[The records]
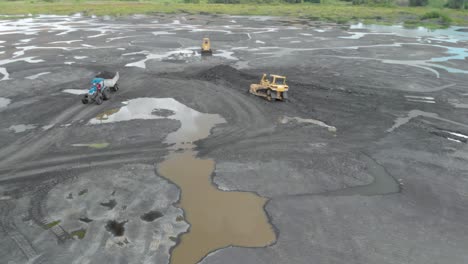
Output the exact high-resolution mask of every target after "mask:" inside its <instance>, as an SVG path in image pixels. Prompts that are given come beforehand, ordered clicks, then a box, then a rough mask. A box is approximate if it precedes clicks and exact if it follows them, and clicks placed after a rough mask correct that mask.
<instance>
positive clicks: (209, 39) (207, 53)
mask: <svg viewBox="0 0 468 264" xmlns="http://www.w3.org/2000/svg"><path fill="white" fill-rule="evenodd" d="M201 54H202V55H211V54H213V52H212V51H211V43H210V39H209V38H203V43H202V50H201Z"/></svg>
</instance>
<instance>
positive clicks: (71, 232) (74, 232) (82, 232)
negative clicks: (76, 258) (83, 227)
mask: <svg viewBox="0 0 468 264" xmlns="http://www.w3.org/2000/svg"><path fill="white" fill-rule="evenodd" d="M70 235H71V236H72V237H75V236H76V237H77V238H78V239H83V238H84V236H85V235H86V229H79V230H75V231H73V232H71V233H70Z"/></svg>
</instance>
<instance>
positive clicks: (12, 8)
mask: <svg viewBox="0 0 468 264" xmlns="http://www.w3.org/2000/svg"><path fill="white" fill-rule="evenodd" d="M433 11H437V12H439V13H442V14H443V17H449V19H450V23H451V24H452V25H468V11H467V10H454V9H434V8H429V7H398V6H393V7H381V6H362V5H361V6H354V5H350V4H348V3H344V2H341V3H340V4H276V5H242V4H236V5H226V4H184V3H163V2H158V1H156V2H126V1H101V2H89V1H73V2H71V1H70V2H53V3H49V2H35V1H28V2H26V1H15V2H10V1H6V2H4V1H0V14H4V15H25V14H64V15H68V14H73V13H78V12H82V13H84V14H87V15H98V16H102V15H112V16H120V15H130V14H151V13H190V14H229V15H272V16H290V17H300V18H309V19H312V20H323V21H332V22H337V23H345V22H349V21H364V22H368V23H401V22H405V21H412V22H413V24H415V22H416V24H418V25H425V24H427V25H434V24H438V21H435V20H426V19H423V18H424V17H425V14H426V13H428V12H433Z"/></svg>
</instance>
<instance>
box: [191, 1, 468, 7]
mask: <svg viewBox="0 0 468 264" xmlns="http://www.w3.org/2000/svg"><path fill="white" fill-rule="evenodd" d="M184 1H185V3H200V0H184ZM320 1H321V0H204V1H202V2H207V3H209V4H271V3H289V4H302V3H320ZM341 1H347V2H352V3H353V4H354V5H366V4H374V5H375V4H377V5H391V4H394V1H395V0H341ZM428 3H429V0H408V3H407V5H409V6H426V5H428ZM445 7H448V8H455V9H468V0H447V2H446V4H445Z"/></svg>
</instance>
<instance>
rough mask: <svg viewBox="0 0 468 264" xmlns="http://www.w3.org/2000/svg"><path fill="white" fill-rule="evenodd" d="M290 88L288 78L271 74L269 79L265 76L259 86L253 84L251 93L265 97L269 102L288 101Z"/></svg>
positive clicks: (260, 82)
mask: <svg viewBox="0 0 468 264" xmlns="http://www.w3.org/2000/svg"><path fill="white" fill-rule="evenodd" d="M288 90H289V86H288V85H287V84H286V77H285V76H280V75H274V74H270V76H268V77H267V75H266V74H263V76H262V79H261V80H260V83H259V84H256V83H255V84H251V85H250V90H249V92H250V93H251V94H255V95H257V96H262V97H265V98H266V99H267V100H268V101H271V100H281V101H286V100H287V99H288Z"/></svg>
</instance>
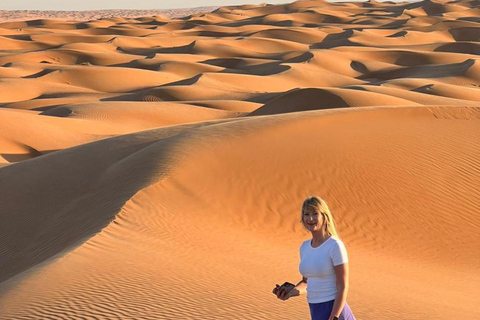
[/The records]
[Try it] Count the lines in the rows above that contain the string "positive" and give only that number.

[Solved exercise] 4